KURZE AUFGABE 1:
Zieh aus den Einträgen unten jede Zeile heraus, in der das Wort „potted“ steht.

TEXTABSCHNITT:
■ ■ ■ ■ ■
Blind für den guten Zweck: 70 Gäste beim Café Dunkel in Morbach - Wie man ohne Sicht bezahlt, speist und fummelt

Morbach · Wie sich Blinde fühlen, wenn sie einen fremden Raum betreten und dort Kaffee trinken, haben Besucher einen Nachmittag lang im Café Dunkel in der Morbacher evangelischen Kirche erlebt.

 Michael Jörg und Bianka Thees-Sonntag zeigen die Schablone zum Vermessen der Geldscheine. TV-Foto: Christoph Strouvelle

Michael Jörg und Bianka Thees-Sonntag zeigen die Schablone zum Vermessen der Geldscheine. TV-Foto: Christoph Strouvelle

Foto: Christoph Strouvelle (cst) ("TV-Upload Strouvelle"

Morbach. Es ist ein Gefühl der Unsicherheit, als die Besucher das als Café Dunkel umgestaltete Kirchcafé in der Morbacher evangelischen Kirche betreten. "Bleiben Sie hier stehen. Sie werden abgeholt", heißt es, sobald die Gäste die Dunkelschleuse passieren. Der Eingangsbereich aus schwarzen Decken und Folien soll auch die letzten Reste vom Licht abhalten. Die Besucher des Café Dunkel sollen nichts sehen und sich so in die Situation eines Blinden hineinversetzen, ist das Ziel der ambulanten Assistenz Morbach. Diese hat das Dunkelcafé zusammen mit der Morbacherin Brigitte Heintel am internationalen Tag der Menschen mit Behinderung organisiert und umgesetzt.

Stehen bleibt man nach dem Betreten des dunklen Caféraums automatisch. Denn die Besucher verspüren eine Unsicherheit. Wo sind die Gänge, wo die Tische, wo ist die Gefahr gegen etwas zu laufen und sich weh zu tun? "Hallo, ich bin Claudia, ich bringe Sie zu Ihrem Platz", stellt sich eine Helferin vor und geleitet die Gäste zu ihren Plätzen.
■ ■ ■ ■ ■
KURZE AUFGABE 2:
Schreib den Bericht über das Café Dunkel in Morbach oben weiter, direkt im Anschluss an seinen letzten Satz.

AUSGELESENE EINTRÄGE:
■ ■ ■ ■ ■
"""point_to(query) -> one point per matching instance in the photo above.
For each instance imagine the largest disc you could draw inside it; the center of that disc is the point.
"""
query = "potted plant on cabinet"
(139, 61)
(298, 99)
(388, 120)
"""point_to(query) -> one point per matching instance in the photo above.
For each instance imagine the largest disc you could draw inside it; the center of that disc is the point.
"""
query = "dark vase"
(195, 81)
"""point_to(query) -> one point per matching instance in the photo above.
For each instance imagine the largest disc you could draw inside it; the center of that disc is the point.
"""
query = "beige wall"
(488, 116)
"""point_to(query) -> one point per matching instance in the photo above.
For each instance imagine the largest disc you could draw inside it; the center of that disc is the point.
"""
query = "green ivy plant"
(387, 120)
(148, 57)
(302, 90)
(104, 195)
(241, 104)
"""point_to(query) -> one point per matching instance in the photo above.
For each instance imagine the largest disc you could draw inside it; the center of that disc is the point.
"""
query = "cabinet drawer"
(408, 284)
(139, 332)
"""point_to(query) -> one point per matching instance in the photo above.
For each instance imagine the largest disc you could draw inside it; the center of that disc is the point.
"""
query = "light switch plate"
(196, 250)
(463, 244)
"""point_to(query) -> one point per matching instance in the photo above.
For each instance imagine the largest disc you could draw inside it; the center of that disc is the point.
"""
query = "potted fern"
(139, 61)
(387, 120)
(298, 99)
■ ■ ■ ■ ■
ERGEBNIS 1:
query = "potted plant on cabinet"
query = "potted fern"

ERGEBNIS 2:
Für Claudia ist das Bewegen im dunklen Raum kein Problem. Sie ist selbst blind und daran gewöhnt, sich in fremden Räumen mit Hilfe ihrer anderen Sinne schnell zu orientieren. Jetzt folgt das Abenteuer: Kaffee trinken und Kuchen essen im Dunkeln. Wo ist der Zucker, wo der Henkel der Kaffeetasse? Das Bezahlen ist ein weiteres Problem, nur nicht für Claudia: "Sie haben mir zehn Euro gegeben, hier ist Ihr Wechselgeld." Sie vermisst deren Länge mit Hilfe einer Schablone und weiß so, ob es sich um einen Zehner oder einen anderen Geldschein handelt, sagt sie. Wie fühlen sich die Gäste, so ganz ohne Sicht? "Angenehm, ich weiß ja, dass mit Claudia jemand da ist, der sich auskennt und mich führt", sagt Georg Gröber aus Morbach. Doch nicht alle empfinden die Erfahrung so positiv. "Einige Gäste bekommen Beklemmungen und müssen direkt wieder raus", sagt Bianka Thees-Sonntag von der ambulanten Assistenz.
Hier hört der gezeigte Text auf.